Text shown =>
Congestive heart failure happens when the heart is not able to pump enough blood around the body and which leads to pressure rising and fluids. The fluid then leaks out into another internal organ like the lungs. This is caused by congestive heart disease. That fluid around the lungs or in the lungs gets in the way of oxygen moving into the blood stream. This can lead to the following symptoms. If your dog has a combination of any of the following symptoms take him to your vet for a check up.

Easily getting tired

Breathing is labored

Exercising is too hard for him

Coughing a lot especially before bedtime or after exercise

Fluid buildup causing his stomach to swell

Fainting (due to his brain not getting enough blood flow)

Pacing and restlessness before bed

Not able to settle down easily

Tongue or gum color looking blueish or gray because of not enough oxygen

Loosing weight as he is unable to store healthy fat anymore

How a Confirmed Diagnosis is Reached

When you take your dog to the vet they will discuss with you his medical history and what it is you have been observing that has you concerned. He or she will likely question you about other behaviors or symptoms, any medications he is taking, if he uses heartworm protection and what kind of diet and exercise regime he has. A physical check up will be done on your dog and some tests will be needed that might include doing a urine and blood test, listening to his chest, doing chest x-rays, an EKG to check how fast the heart is beating and if it has a healthy rhythm, an ultrasound to look at the size and shape of the heart and a heartworm antigen test.

Treating Dogs with Congestive Heart Disease

Treatment for the heart failure depends on the heart disease causing it and how severe the heart failure is. First of all they will focus on reducing that fluid buildup and increase how much blood is pumped to the lungs and then around the body. This will help improve you dog's quality of life and also help extend it. There are several supplements, special diets and medications that combined can help achieve this.

Source material =>
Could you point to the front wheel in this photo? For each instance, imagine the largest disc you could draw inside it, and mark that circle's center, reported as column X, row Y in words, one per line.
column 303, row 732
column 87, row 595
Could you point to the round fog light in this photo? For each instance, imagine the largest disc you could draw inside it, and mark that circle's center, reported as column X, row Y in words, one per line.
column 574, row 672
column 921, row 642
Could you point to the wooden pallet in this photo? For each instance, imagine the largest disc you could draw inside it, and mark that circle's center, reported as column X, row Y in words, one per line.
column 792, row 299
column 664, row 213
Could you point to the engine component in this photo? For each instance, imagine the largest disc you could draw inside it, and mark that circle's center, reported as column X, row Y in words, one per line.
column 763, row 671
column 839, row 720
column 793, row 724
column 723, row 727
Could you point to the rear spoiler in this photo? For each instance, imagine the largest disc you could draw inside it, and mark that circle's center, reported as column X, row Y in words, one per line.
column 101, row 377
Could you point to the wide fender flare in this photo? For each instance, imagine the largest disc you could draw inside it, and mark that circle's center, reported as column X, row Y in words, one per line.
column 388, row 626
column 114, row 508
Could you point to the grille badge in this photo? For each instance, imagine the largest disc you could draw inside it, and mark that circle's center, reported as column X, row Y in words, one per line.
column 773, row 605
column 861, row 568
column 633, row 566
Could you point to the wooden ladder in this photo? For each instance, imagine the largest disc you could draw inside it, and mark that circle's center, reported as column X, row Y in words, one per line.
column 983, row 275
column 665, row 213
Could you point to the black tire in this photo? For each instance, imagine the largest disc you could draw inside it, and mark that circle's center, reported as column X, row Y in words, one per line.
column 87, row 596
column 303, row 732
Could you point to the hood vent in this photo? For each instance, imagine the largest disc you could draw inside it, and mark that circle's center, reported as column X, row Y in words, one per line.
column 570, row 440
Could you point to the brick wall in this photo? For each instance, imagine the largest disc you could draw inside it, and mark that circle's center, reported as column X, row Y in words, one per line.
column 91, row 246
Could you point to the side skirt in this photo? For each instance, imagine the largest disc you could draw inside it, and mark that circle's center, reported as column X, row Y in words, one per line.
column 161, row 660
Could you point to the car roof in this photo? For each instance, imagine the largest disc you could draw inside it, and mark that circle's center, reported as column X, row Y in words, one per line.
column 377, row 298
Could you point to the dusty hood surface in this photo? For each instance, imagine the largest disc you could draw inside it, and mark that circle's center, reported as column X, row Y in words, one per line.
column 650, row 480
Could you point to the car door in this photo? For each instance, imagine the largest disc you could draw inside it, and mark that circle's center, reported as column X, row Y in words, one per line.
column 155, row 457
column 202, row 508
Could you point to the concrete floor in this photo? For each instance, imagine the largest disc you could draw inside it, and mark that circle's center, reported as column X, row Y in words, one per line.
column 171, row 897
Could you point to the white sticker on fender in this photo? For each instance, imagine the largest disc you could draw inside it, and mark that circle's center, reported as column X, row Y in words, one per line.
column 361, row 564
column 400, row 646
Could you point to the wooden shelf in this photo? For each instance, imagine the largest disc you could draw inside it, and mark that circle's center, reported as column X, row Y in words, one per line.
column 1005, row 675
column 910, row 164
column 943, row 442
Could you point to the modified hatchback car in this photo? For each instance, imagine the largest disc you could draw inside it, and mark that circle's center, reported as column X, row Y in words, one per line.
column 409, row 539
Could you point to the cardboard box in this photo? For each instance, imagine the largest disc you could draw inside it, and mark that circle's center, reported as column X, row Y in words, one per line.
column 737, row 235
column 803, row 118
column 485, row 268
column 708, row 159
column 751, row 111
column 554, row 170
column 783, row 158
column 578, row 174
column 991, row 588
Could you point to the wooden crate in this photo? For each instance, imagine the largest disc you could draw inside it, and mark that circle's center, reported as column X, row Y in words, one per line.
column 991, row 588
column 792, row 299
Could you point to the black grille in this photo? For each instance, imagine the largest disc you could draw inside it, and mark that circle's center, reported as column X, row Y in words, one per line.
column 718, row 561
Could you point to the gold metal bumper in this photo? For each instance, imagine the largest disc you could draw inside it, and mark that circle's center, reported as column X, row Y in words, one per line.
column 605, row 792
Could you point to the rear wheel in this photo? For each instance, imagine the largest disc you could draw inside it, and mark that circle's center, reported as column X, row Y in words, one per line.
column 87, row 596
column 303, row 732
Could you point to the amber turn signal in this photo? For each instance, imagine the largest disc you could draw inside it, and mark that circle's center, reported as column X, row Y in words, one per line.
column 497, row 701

Set of tasks =>
1. Answer these questions using the text on congestive heart failure in dogs:
(a) What does an EKG check?
(b) On what two things does treatment for the heart failure depend?
(c) What causes the tongue or gums to look bluish or gray?
2. Reproduce the passage of the text on congestive heart failure in dogs word for word, starting with "Congestive heart failure" and going on through "enough blood flow)".
The records have no connection to the text about congestive heart failure in dogs.

Solved problems =>
1.
(a) It checks how fast the heart is beating and whether it has a healthy rhythm.
(b) Treatment depends on the heart disease causing it and on how severe the heart failure is.
(c) The color comes from not enough oxygen.

2.
Congestive heart failure happens when the heart is not able to pump enough blood around the body and which leads to pressure rising and fluids. The fluid then leaks out into another internal organ like the lungs. This is caused by congestive heart disease. That fluid around the lungs or in the lungs gets in the way of oxygen moving into the blood stream. This can lead to the following symptoms. If your dog has a combination of any of the following symptoms take him to your vet for a check up.

Easily getting tired

Breathing is labored

Exercising is too hard for him

Coughing a lot especially before bedtime or after exercise

Fluid buildup causing his stomach to swell

Fainting (due to his brain not getting enough blood flow)